MATERIAL FOR THIS TASK:
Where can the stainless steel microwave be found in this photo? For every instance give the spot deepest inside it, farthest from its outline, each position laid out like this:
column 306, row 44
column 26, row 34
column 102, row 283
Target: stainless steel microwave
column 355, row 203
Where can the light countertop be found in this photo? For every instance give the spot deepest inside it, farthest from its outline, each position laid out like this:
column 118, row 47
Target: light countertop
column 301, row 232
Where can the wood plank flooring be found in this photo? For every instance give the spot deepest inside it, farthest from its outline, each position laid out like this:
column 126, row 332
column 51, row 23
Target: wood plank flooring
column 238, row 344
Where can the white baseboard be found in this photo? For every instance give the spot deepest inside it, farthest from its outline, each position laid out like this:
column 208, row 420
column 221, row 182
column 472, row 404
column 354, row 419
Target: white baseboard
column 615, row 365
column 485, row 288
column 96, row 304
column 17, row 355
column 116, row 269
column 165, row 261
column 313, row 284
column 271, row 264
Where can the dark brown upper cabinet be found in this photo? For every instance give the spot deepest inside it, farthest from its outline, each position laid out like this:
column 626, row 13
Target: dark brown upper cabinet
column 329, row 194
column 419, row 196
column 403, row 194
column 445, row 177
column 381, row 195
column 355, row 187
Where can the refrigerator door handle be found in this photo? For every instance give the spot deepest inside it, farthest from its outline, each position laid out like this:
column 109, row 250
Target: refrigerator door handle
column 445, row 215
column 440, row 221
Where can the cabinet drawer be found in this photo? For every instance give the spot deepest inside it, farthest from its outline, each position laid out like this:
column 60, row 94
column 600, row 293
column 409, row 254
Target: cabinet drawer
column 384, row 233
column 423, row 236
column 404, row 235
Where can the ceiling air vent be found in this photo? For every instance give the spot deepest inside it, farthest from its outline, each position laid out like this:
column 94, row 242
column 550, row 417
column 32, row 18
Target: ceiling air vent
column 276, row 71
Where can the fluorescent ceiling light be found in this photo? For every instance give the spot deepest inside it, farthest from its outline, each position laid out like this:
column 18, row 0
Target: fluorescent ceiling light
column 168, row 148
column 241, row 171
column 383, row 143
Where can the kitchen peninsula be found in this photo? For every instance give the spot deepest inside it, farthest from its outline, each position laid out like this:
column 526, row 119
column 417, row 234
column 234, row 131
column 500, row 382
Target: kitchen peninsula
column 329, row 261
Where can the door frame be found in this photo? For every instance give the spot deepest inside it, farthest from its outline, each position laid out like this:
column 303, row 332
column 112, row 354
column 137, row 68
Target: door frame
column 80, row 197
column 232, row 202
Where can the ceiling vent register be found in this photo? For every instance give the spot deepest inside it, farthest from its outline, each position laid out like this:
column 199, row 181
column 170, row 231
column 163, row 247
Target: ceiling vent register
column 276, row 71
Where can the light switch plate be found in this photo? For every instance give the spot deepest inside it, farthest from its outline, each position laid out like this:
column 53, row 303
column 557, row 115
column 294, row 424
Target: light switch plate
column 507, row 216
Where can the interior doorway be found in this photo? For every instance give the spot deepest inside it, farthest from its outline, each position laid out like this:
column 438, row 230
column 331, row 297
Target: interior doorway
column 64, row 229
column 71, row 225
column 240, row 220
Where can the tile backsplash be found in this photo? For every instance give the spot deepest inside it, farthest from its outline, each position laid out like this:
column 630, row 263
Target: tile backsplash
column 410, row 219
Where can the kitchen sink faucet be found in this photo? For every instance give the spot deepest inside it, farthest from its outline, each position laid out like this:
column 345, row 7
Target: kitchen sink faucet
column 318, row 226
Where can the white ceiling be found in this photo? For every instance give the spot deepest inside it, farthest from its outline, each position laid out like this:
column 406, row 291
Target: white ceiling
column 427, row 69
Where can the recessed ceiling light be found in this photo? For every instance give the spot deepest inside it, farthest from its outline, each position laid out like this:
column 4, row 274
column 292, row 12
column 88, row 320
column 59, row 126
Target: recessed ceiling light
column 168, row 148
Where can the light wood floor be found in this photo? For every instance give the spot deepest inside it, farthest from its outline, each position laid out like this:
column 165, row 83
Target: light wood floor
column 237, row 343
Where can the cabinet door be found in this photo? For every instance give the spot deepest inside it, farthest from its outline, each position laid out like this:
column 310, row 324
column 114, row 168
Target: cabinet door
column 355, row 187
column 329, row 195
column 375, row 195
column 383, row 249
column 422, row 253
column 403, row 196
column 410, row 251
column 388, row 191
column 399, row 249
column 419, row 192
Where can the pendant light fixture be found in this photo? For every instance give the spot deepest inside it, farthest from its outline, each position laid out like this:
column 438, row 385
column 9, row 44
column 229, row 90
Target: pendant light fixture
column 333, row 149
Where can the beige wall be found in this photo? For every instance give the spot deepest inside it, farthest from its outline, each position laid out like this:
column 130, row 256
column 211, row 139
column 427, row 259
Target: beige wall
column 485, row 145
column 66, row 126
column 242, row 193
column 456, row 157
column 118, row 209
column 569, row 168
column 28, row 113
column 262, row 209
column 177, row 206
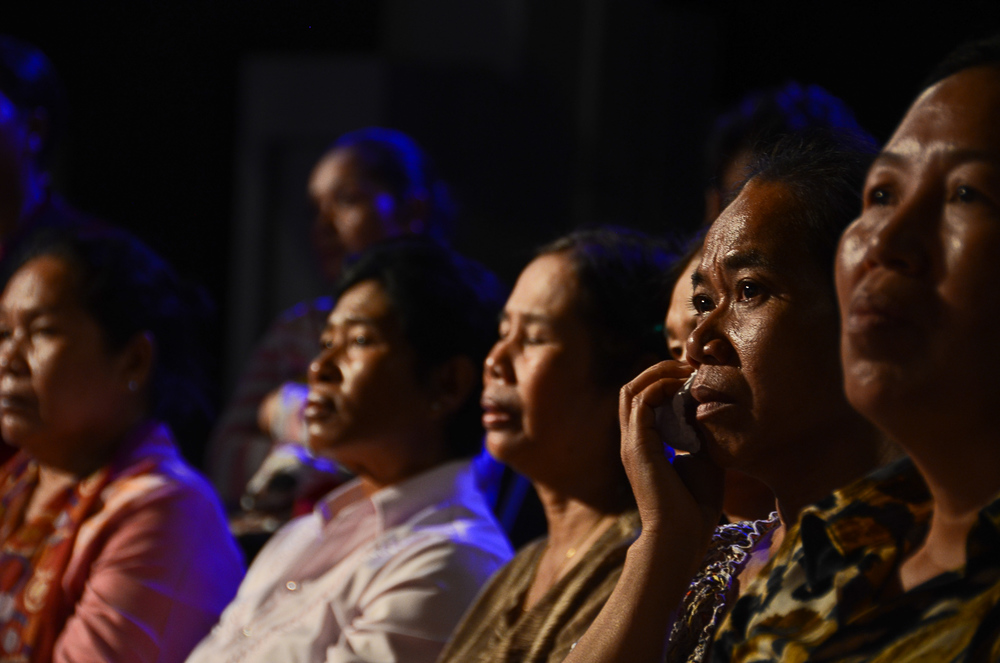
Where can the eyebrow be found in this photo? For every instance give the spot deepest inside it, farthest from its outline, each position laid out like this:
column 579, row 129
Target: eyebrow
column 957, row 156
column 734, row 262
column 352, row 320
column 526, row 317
---
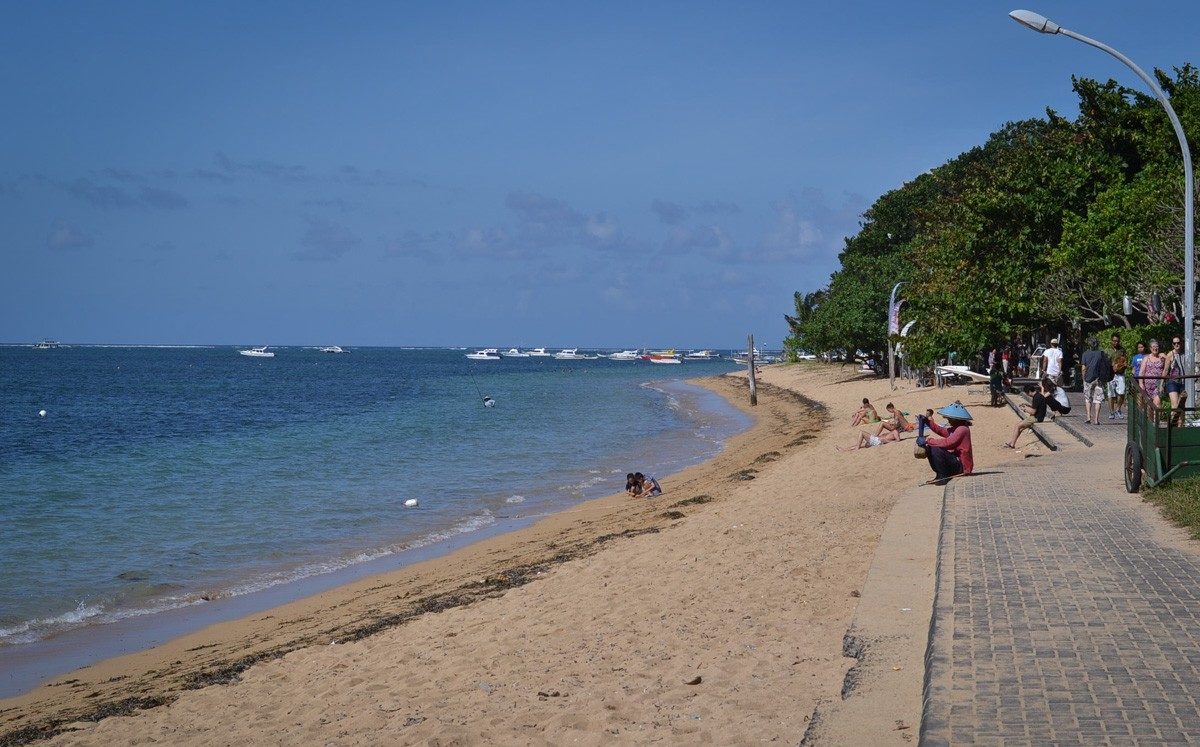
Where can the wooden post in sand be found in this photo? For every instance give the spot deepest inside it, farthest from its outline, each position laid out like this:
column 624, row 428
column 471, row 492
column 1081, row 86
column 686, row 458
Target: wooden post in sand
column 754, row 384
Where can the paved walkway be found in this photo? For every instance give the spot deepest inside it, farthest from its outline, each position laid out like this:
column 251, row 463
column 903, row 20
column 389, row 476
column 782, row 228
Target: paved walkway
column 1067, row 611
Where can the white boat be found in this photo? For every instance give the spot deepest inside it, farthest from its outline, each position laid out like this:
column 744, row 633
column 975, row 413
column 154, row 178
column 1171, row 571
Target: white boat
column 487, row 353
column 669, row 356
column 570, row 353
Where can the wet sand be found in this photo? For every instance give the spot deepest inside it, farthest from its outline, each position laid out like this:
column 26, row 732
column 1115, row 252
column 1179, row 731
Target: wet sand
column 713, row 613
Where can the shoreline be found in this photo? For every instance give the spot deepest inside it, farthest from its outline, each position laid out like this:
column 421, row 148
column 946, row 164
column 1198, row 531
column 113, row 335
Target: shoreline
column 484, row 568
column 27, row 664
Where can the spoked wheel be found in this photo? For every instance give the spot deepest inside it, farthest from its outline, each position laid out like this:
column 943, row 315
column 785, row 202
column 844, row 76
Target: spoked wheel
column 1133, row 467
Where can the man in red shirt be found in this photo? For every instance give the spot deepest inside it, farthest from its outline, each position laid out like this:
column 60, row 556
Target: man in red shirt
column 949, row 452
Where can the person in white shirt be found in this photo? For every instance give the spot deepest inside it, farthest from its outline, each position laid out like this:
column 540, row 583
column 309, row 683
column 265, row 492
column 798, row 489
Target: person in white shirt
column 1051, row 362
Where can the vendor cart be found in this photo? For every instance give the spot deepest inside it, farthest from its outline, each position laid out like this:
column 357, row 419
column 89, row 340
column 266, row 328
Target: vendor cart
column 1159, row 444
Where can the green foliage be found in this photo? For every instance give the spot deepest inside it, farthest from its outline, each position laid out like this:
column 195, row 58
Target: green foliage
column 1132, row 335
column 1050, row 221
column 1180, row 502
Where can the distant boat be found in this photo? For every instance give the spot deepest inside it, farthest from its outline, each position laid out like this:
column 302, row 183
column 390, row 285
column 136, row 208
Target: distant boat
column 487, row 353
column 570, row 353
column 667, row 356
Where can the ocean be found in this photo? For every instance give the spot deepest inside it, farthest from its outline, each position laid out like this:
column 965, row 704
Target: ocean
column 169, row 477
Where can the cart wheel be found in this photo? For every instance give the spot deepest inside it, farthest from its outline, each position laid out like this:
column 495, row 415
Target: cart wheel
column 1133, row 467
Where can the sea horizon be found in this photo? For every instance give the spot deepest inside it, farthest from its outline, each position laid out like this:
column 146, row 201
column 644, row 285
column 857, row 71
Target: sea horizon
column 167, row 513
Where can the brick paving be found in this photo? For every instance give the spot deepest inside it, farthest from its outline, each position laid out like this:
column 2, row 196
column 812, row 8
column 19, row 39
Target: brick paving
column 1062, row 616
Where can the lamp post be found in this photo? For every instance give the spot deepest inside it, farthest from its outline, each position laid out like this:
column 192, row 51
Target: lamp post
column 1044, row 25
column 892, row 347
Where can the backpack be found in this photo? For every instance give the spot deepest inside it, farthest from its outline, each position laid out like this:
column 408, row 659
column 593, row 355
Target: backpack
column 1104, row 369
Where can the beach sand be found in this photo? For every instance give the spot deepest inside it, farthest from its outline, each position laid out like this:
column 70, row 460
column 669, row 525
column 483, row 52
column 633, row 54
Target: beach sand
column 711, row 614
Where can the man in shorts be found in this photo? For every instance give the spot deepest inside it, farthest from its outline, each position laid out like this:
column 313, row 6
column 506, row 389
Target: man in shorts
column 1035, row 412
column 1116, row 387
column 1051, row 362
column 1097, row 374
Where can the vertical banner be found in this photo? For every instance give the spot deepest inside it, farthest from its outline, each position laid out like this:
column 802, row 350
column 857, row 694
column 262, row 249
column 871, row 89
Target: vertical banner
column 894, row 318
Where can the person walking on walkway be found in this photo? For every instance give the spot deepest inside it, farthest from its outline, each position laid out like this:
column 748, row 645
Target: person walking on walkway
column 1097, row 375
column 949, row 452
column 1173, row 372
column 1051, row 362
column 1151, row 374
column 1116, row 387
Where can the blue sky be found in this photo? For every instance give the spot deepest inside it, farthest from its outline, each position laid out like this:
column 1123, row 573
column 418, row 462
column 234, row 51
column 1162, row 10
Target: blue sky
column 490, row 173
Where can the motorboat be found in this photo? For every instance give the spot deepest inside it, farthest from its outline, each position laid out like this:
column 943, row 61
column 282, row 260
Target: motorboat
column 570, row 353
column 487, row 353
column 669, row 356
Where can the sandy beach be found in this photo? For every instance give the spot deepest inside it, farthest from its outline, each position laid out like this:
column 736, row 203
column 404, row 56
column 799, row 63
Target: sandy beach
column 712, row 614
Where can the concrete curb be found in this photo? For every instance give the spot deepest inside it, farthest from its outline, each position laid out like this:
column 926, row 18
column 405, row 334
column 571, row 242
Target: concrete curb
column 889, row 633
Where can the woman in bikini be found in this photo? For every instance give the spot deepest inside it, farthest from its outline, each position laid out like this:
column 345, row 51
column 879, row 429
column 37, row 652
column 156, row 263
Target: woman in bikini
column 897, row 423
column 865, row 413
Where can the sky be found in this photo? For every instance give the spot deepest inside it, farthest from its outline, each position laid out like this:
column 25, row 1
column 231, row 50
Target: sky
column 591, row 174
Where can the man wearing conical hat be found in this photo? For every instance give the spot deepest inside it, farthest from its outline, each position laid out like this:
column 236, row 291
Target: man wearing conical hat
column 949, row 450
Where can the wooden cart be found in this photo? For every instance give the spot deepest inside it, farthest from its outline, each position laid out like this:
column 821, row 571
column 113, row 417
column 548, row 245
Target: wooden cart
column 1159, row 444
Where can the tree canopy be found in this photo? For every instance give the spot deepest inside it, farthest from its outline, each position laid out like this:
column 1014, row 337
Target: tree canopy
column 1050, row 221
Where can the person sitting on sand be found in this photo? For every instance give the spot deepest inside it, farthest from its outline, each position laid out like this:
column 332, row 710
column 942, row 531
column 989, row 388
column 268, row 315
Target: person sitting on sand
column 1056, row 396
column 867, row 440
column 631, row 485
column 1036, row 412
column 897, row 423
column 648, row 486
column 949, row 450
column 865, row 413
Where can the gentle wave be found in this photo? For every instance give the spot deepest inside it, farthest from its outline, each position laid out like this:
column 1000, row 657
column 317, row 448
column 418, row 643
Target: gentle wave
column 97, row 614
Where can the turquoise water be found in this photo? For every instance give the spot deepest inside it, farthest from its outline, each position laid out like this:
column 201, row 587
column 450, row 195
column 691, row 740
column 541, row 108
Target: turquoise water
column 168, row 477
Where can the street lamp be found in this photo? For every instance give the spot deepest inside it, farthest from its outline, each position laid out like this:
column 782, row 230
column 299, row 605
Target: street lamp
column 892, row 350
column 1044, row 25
--
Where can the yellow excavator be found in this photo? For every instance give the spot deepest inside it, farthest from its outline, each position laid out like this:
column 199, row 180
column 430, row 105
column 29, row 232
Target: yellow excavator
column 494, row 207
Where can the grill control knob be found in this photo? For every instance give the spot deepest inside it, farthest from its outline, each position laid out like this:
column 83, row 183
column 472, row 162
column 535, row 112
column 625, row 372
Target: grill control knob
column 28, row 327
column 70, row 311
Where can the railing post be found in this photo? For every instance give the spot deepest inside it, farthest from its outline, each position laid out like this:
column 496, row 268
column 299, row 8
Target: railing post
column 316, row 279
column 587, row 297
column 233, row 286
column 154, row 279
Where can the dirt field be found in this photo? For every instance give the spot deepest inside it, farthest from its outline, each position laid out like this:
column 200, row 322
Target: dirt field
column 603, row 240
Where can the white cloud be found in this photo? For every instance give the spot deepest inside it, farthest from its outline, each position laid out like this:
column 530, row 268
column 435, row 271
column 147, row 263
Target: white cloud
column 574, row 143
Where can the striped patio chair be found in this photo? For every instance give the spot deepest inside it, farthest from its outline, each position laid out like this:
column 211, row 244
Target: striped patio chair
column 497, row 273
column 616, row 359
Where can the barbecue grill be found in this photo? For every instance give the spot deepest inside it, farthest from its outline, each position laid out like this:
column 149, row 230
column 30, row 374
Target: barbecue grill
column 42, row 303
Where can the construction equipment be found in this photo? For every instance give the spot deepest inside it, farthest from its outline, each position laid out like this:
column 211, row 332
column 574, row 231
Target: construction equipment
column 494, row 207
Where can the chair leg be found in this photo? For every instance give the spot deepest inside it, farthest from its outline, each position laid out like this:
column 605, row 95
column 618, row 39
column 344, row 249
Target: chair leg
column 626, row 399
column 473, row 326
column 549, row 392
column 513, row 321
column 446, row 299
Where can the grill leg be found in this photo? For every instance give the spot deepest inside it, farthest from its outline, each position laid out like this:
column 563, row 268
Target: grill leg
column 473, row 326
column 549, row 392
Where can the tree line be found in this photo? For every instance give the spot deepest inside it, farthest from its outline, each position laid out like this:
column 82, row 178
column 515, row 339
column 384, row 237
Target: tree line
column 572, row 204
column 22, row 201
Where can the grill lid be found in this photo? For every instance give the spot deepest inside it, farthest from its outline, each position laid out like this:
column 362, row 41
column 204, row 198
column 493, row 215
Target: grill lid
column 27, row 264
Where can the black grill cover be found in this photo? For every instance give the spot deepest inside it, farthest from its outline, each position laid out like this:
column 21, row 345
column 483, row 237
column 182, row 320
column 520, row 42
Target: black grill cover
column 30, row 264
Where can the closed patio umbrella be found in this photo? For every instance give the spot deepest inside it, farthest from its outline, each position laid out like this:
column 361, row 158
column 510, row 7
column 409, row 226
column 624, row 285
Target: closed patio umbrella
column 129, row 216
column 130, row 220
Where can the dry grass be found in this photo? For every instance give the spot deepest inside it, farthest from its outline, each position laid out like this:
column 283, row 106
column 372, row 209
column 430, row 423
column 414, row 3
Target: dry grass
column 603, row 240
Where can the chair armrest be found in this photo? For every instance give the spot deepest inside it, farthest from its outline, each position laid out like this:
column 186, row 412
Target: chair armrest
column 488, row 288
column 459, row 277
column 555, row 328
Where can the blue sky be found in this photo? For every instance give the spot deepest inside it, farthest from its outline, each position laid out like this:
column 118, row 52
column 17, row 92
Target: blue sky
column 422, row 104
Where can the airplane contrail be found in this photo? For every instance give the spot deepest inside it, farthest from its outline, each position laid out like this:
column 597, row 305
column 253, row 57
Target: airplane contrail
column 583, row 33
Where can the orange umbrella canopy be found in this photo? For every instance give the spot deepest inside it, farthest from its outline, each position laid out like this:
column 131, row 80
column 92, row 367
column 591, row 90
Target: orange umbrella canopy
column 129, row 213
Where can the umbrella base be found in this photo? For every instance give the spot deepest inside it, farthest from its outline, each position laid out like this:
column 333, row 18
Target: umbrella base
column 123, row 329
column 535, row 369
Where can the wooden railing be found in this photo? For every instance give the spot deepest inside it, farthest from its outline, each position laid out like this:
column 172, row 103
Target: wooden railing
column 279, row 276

YOUR ASSIGNMENT: Could you write out, exactly as they stand, only the lines above that begin at the line with "Where can the stainless" and stop after the line with "column 102, row 283"?

SOLUTION TO THIS PROBLEM:
Where can the stainless steel microwave be found in this photo? For every instance give the spot deepest inside it, farthest from its outline, each position laid out like this:
column 306, row 44
column 26, row 34
column 102, row 283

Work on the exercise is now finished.